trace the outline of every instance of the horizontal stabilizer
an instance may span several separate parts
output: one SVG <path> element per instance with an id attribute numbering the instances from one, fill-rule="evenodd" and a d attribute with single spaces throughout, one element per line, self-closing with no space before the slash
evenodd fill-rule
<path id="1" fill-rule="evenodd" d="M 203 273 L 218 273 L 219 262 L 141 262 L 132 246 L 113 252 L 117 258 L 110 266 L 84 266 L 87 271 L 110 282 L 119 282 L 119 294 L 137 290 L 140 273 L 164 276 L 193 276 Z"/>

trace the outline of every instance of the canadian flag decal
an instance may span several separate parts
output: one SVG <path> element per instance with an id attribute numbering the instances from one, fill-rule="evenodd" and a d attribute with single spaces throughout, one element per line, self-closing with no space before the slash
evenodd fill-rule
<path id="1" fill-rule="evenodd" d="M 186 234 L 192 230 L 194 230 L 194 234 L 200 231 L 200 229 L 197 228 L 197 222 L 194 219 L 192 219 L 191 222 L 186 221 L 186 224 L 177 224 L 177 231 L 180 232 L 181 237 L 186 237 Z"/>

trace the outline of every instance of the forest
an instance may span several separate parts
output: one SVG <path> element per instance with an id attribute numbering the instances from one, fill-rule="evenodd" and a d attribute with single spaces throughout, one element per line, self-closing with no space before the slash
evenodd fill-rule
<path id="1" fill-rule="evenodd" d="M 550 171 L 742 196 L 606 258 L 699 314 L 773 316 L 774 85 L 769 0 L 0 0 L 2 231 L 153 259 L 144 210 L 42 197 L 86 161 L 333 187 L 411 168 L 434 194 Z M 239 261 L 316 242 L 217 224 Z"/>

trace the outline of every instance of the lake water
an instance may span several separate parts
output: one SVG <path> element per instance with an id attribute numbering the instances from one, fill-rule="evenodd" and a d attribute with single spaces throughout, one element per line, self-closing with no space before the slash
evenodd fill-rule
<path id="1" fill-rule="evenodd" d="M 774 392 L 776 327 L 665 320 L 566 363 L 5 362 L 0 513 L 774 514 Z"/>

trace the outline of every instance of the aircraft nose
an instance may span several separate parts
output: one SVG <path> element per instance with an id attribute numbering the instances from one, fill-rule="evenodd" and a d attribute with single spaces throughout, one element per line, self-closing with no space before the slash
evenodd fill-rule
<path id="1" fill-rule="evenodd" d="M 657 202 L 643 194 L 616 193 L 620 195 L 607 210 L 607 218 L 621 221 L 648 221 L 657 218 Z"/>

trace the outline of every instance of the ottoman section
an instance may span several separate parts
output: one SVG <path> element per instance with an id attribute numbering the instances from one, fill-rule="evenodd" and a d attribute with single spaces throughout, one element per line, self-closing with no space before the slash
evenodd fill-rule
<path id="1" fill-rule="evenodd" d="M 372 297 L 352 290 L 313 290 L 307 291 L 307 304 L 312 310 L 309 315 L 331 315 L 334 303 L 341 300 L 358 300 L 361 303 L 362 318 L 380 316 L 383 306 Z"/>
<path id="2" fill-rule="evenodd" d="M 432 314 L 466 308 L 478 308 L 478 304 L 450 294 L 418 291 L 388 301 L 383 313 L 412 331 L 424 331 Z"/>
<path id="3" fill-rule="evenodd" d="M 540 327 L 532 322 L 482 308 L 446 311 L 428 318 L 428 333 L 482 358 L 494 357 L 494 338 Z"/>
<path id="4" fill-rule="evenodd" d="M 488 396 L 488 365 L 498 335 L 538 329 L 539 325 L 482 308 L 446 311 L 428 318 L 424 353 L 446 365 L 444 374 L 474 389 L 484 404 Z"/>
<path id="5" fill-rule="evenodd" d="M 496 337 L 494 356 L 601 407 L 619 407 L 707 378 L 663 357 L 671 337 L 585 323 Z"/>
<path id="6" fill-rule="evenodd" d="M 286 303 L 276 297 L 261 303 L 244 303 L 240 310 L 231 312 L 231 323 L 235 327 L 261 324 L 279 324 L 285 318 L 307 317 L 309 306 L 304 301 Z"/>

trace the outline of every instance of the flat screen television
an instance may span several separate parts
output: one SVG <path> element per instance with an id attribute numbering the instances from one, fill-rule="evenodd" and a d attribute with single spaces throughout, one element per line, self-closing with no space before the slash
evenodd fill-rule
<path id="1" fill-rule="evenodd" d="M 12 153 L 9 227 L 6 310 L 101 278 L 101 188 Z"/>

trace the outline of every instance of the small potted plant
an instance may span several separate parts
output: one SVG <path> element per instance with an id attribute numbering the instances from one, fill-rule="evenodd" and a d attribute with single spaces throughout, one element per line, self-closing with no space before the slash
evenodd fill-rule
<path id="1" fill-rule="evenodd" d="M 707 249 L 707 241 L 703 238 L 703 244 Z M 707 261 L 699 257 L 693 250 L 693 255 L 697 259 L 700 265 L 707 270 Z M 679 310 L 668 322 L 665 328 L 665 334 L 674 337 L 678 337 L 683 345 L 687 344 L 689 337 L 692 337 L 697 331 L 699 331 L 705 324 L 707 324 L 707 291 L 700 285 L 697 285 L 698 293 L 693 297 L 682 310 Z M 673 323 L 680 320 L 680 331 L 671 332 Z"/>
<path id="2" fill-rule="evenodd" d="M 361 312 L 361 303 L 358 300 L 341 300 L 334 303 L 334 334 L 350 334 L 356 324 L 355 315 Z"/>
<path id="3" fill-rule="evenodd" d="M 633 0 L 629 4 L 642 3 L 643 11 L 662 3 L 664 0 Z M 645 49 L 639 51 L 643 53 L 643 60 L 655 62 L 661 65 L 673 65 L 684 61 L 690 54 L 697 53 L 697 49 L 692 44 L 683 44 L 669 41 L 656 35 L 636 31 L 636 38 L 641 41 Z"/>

### AIM OF THE EXERCISE
Return every line of the records above without any change, keeping them in their original order.

### TASK OUTPUT
trace the outline of every instance of the horizontal stabilizer
an instance may span several separate parts
output: one SVG <path> element per instance with an id attribute numbering the instances from one, fill-rule="evenodd" and a d attribute with single spaces throughout, one element per line, self-closing with no space before the slash
evenodd fill-rule
<path id="1" fill-rule="evenodd" d="M 203 273 L 218 273 L 219 262 L 141 262 L 132 246 L 113 252 L 117 258 L 110 266 L 84 266 L 87 271 L 110 282 L 119 282 L 119 294 L 137 290 L 140 273 L 164 276 L 193 276 Z"/>

trace the outline of every instance of the canadian flag decal
an instance may span several separate parts
output: one SVG <path> element per instance with an id attribute numbering the instances from one, fill-rule="evenodd" and a d attribute with single spaces throughout, one element per line, self-closing with no space before the slash
evenodd fill-rule
<path id="1" fill-rule="evenodd" d="M 186 234 L 192 230 L 194 230 L 194 234 L 200 231 L 200 229 L 197 228 L 197 222 L 194 219 L 192 219 L 191 222 L 186 221 L 186 224 L 177 224 L 177 231 L 180 232 L 181 237 L 186 237 Z"/>

trace the outline of every instance of the forest
an instance may span several separate parts
output: one SVG <path> element per instance with an id attribute numbering the instances from one, fill-rule="evenodd" and a d attribute with single spaces throughout, one element per line, self-closing with no space before the slash
evenodd fill-rule
<path id="1" fill-rule="evenodd" d="M 550 171 L 742 196 L 606 258 L 699 314 L 773 316 L 774 85 L 769 0 L 0 0 L 2 231 L 153 259 L 144 210 L 42 197 L 86 161 L 333 187 L 411 168 L 434 194 Z M 239 261 L 316 242 L 217 224 Z"/>

trace the outline of every instance of the lake water
an instance may span several separate parts
output: one SVG <path> element per instance with an id attribute numbering the instances from one, fill-rule="evenodd" and a d attribute with single spaces throughout, one element per line, self-closing with no space before the slash
evenodd fill-rule
<path id="1" fill-rule="evenodd" d="M 774 392 L 776 327 L 665 320 L 566 363 L 5 362 L 0 513 L 774 514 Z"/>

trace the outline of every instance of the aircraft nose
an instance may span several separate parts
output: one SVG <path> element per instance with an id attribute numbering the instances from one, fill-rule="evenodd" and a d attribute with single spaces throughout, one element per line, self-closing with no space before the slash
evenodd fill-rule
<path id="1" fill-rule="evenodd" d="M 657 202 L 643 194 L 616 193 L 620 195 L 607 210 L 607 218 L 621 221 L 648 221 L 657 218 Z"/>

trace the outline of every instance of the ottoman section
an instance may span several separate parts
output: one SVG <path> element per instance with an id attribute numbering the instances from one, fill-rule="evenodd" and a d attribute with single spaces throughout, one element per line, self-closing with no space before the slash
evenodd fill-rule
<path id="1" fill-rule="evenodd" d="M 372 297 L 352 290 L 313 290 L 307 291 L 307 304 L 312 310 L 309 315 L 331 315 L 334 303 L 341 300 L 358 300 L 361 303 L 362 318 L 380 316 L 383 306 Z"/>
<path id="2" fill-rule="evenodd" d="M 432 314 L 466 308 L 478 308 L 478 304 L 450 294 L 418 291 L 388 301 L 383 313 L 412 331 L 424 331 Z"/>
<path id="3" fill-rule="evenodd" d="M 540 327 L 532 322 L 482 308 L 446 311 L 428 318 L 428 333 L 482 358 L 494 357 L 494 338 Z"/>
<path id="4" fill-rule="evenodd" d="M 488 396 L 488 365 L 498 335 L 538 329 L 539 325 L 482 308 L 446 311 L 428 318 L 424 353 L 446 365 L 444 374 L 474 389 L 484 404 Z"/>
<path id="5" fill-rule="evenodd" d="M 496 337 L 494 356 L 601 407 L 619 407 L 707 378 L 663 357 L 671 337 L 585 323 Z"/>
<path id="6" fill-rule="evenodd" d="M 286 303 L 276 297 L 261 303 L 244 303 L 240 310 L 231 312 L 231 323 L 235 327 L 261 324 L 279 324 L 285 318 L 307 317 L 309 306 L 304 301 Z"/>

trace the outline of every instance of the flat screen television
an instance may span several separate parts
output: one SVG <path> element per instance with an id attribute numbering the instances from one, fill-rule="evenodd" and a d attribute with single spaces throughout, one element per line, self-closing with no space before the slash
evenodd fill-rule
<path id="1" fill-rule="evenodd" d="M 12 153 L 9 227 L 6 310 L 101 278 L 101 188 Z"/>

trace the outline of every instance of the small potted plant
an instance may span several separate parts
output: one SVG <path> element per instance with an id attribute numbering the instances from one, fill-rule="evenodd" and a d attribute with single spaces throughout, one element per line, self-closing with no space before the slash
evenodd fill-rule
<path id="1" fill-rule="evenodd" d="M 707 249 L 707 241 L 703 238 L 703 244 Z M 707 261 L 699 257 L 693 250 L 693 255 L 697 259 L 700 265 L 707 270 Z M 679 310 L 668 322 L 665 328 L 665 334 L 674 337 L 678 337 L 683 345 L 687 344 L 689 337 L 692 337 L 697 331 L 699 331 L 705 324 L 707 324 L 707 291 L 700 285 L 697 285 L 698 293 L 693 297 L 682 310 Z M 673 323 L 680 320 L 680 331 L 671 332 Z"/>
<path id="2" fill-rule="evenodd" d="M 361 312 L 361 303 L 358 300 L 341 300 L 334 303 L 334 334 L 350 334 L 356 324 L 355 315 Z"/>
<path id="3" fill-rule="evenodd" d="M 633 0 L 629 4 L 642 3 L 643 11 L 662 3 L 664 0 Z M 645 49 L 639 51 L 643 53 L 643 60 L 655 62 L 661 65 L 673 65 L 684 61 L 690 54 L 697 53 L 697 49 L 692 44 L 683 44 L 669 41 L 656 35 L 636 31 L 636 38 L 641 41 Z"/>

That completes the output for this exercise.